*WHAT IS EXPECTED*
Render every line of the rows below as a Markdown table with the columns Row and Line. Number each line in the Row column, and omit blank lines.

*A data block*
__________
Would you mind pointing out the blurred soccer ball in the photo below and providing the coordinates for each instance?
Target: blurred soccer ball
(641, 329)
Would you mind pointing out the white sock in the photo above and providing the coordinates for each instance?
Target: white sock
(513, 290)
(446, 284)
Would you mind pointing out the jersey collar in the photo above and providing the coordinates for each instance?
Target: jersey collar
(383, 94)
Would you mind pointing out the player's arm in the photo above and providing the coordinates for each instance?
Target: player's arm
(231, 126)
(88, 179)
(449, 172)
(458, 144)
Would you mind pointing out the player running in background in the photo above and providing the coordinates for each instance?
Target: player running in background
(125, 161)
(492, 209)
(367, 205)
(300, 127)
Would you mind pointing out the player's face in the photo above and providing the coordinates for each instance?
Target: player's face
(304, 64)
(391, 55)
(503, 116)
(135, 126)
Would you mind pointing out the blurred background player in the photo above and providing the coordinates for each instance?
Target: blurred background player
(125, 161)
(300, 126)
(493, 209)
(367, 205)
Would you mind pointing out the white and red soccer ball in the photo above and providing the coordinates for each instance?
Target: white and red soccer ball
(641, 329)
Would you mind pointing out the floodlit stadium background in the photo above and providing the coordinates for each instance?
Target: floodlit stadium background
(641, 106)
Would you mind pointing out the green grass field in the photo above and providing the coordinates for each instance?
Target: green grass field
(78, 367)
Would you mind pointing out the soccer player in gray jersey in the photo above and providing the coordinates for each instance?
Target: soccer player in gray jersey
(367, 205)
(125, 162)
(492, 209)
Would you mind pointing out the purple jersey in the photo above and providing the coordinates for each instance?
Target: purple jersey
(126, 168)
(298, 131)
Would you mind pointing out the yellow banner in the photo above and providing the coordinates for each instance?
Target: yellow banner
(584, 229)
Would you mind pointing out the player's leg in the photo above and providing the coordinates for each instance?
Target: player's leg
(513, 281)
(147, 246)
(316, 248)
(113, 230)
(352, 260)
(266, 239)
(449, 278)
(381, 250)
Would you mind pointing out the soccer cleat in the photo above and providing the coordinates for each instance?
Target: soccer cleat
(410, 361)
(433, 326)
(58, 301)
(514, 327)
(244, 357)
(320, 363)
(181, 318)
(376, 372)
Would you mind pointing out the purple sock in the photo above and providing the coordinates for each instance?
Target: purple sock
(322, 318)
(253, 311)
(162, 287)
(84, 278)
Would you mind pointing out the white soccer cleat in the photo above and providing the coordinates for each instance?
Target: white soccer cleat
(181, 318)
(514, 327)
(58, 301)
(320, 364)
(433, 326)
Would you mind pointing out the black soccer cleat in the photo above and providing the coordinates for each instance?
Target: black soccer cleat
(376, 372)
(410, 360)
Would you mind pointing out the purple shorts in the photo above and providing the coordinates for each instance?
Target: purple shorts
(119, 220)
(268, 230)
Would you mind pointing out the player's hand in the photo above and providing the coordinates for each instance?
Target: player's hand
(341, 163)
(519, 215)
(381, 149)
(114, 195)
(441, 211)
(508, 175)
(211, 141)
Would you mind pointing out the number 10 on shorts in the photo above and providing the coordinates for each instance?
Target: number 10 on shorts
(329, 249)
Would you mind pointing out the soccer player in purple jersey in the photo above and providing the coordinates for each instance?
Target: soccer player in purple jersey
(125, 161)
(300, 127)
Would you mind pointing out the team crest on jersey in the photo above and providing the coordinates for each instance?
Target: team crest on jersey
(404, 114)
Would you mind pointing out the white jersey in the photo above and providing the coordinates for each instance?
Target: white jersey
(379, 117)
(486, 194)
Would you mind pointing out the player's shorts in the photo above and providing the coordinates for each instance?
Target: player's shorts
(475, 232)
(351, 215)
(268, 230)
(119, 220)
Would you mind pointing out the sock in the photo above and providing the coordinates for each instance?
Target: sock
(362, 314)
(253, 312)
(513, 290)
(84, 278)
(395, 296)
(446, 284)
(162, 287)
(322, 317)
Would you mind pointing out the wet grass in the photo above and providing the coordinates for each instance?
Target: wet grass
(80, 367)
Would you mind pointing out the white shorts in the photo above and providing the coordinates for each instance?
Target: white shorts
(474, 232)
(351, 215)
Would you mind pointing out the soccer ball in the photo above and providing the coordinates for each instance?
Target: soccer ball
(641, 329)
__________
*EXERCISE ANSWER*
| Row | Line |
|---|---|
| 1 | Would you mind pointing out the blurred soccer ball in the photo below and providing the coordinates for each instance? |
| 2 | Target: blurred soccer ball |
| 3 | (641, 329) |
| 4 | Would you mind pointing out the white sock in the photo above and providing the coordinates for each instance? |
| 5 | Target: white sock |
| 6 | (513, 290) |
| 7 | (446, 284) |
| 8 | Would you mind pointing out the jersey collar in the photo above and providing the coordinates for each instance? |
| 9 | Target: jersey collar |
| 10 | (383, 94) |
| 11 | Would you mind pointing out the player's arm in the photo above and providing the coordinates for each instance? |
| 12 | Target: player's arm |
| 13 | (231, 126) |
| 14 | (88, 179) |
| 15 | (449, 172) |
| 16 | (458, 144) |
| 17 | Would you mind pointing out the player running in background in the photo above and providing the coordinates for each instance? |
| 18 | Target: player running in background |
| 19 | (125, 161) |
| 20 | (492, 209) |
| 21 | (367, 205) |
| 22 | (300, 127) |
| 23 | Would you mind pointing out the player's face in the photo above and providing the coordinates for each instance? |
| 24 | Target: player's face |
| 25 | (304, 64) |
| 26 | (391, 55) |
| 27 | (503, 116) |
| 28 | (135, 126) |
| 29 | Would you mind pointing out the blurred background player in the photo above and providing the coordinates for each instance? |
| 30 | Target: blurred background player |
| 31 | (125, 161) |
| 32 | (300, 126) |
| 33 | (493, 209) |
| 34 | (367, 205) |
| 35 | Would you mind pointing out the white and red soccer ball in the photo above and providing the coordinates for each instance? |
| 36 | Target: white and red soccer ball |
| 37 | (641, 329) |
| 38 | Would you mind pointing out the floodlit stadium background in the photo above and providing the coordinates for each instance? |
| 39 | Target: floodlit stadium background |
| 40 | (641, 106) |
| 41 | Would you mind pointing out the green grass field in the photo above and providing the coordinates for each instance? |
| 42 | Target: green grass field |
| 43 | (78, 367) |
| 44 | Would you mind pointing out the soccer player in gray jersey in the photo above and providing the coordinates for each instance? |
| 45 | Target: soccer player in gray jersey |
| 46 | (367, 205) |
| 47 | (125, 162) |
| 48 | (492, 209) |
| 49 | Would you mind pointing out the purple jersey in the photo above and providing the coordinates for each instance? |
| 50 | Target: purple jersey |
| 51 | (126, 168) |
| 52 | (298, 131) |
| 53 | Would you mind pointing out the yellow banner in the photo above and providing the coordinates for each instance? |
| 54 | Target: yellow banner |
| 55 | (584, 229) |
| 56 | Would you mind pointing out the player's leg in the photo above and providing the coordinates for each instance? |
| 57 | Target: player's leg |
| 58 | (513, 281) |
| 59 | (147, 246) |
| 60 | (316, 248) |
| 61 | (113, 230) |
| 62 | (352, 260) |
| 63 | (266, 239) |
| 64 | (449, 278) |
| 65 | (381, 250) |
| 66 | Would you mind pointing out the soccer cleat in the photo above and providing the coordinates for each instance? |
| 67 | Target: soccer cleat |
| 68 | (410, 361) |
| 69 | (433, 326) |
| 70 | (58, 301) |
| 71 | (514, 327) |
| 72 | (244, 357) |
| 73 | (320, 363) |
| 74 | (181, 318) |
| 75 | (376, 372) |
| 76 | Would you mind pointing out the purple sock in the photo above and providing the coordinates for each instance? |
| 77 | Target: purple sock |
| 78 | (322, 318) |
| 79 | (253, 311) |
| 80 | (162, 287) |
| 81 | (84, 278) |
| 82 | Would you mind pointing out the white soccer cleat in the photo above and providing the coordinates for each instance? |
| 83 | Target: white soccer cleat |
| 84 | (181, 318) |
| 85 | (514, 327) |
| 86 | (58, 301) |
| 87 | (320, 364) |
| 88 | (433, 326) |
| 89 | Would you mind pointing out the black soccer cleat in the photo above and providing the coordinates for each instance? |
| 90 | Target: black soccer cleat |
| 91 | (376, 372) |
| 92 | (410, 360) |
| 93 | Would you mind pointing out the purple shorts in the photo above and providing the coordinates for each instance? |
| 94 | Target: purple shorts |
| 95 | (119, 220) |
| 96 | (268, 230) |
| 97 | Would you mind pointing out the player's hand in the photo above and providing the coordinates for each instance? |
| 98 | Target: player's hand |
| 99 | (341, 163) |
| 100 | (519, 215) |
| 101 | (381, 149) |
| 102 | (114, 195) |
| 103 | (441, 211) |
| 104 | (508, 175) |
| 105 | (211, 141) |
| 106 | Would you mind pointing out the number 10 on shorts in the photo above and providing the coordinates for each instance? |
| 107 | Target: number 10 on shorts |
| 108 | (329, 249) |
| 109 | Would you mind pointing out the soccer player in purple jersey in the photo above and providing the coordinates for each instance? |
| 110 | Target: soccer player in purple jersey |
| 111 | (125, 161) |
| 112 | (300, 127) |
| 113 | Would you mind pointing out the team crest on jersey in the photo above and providing the coordinates for each instance? |
| 114 | Target: team crest on jersey |
| 115 | (404, 114) |
| 116 | Would you mind pointing out the white jersey in the photo above and providing the coordinates for each instance? |
| 117 | Target: white jersey |
| 118 | (379, 117) |
| 119 | (486, 194) |
| 120 | Would you mind pointing out the player's shorts in the photo above and providing the coordinates for each instance? |
| 121 | Target: player's shorts |
| 122 | (475, 232) |
| 123 | (351, 215) |
| 124 | (268, 230) |
| 125 | (119, 220) |
| 126 | Would you mind pointing out the sock in the photo above and providing the coordinates for each instance? |
| 127 | Target: sock |
| 128 | (362, 314) |
| 129 | (253, 312) |
| 130 | (513, 290) |
| 131 | (84, 278) |
| 132 | (395, 296) |
| 133 | (446, 284) |
| 134 | (162, 287) |
| 135 | (322, 317) |
| 136 | Would you mind pointing out the wet grass in the photo above and providing the coordinates for each instance? |
| 137 | Target: wet grass |
| 138 | (80, 367) |
| 139 | Would you mind pointing out the white shorts in the photo above and providing the coordinates for each instance? |
| 140 | Target: white shorts |
| 141 | (474, 232) |
| 142 | (351, 215) |
| 143 | Would you mind pointing out the soccer ball in the photo above and providing the coordinates for each instance? |
| 144 | Target: soccer ball |
| 145 | (641, 329) |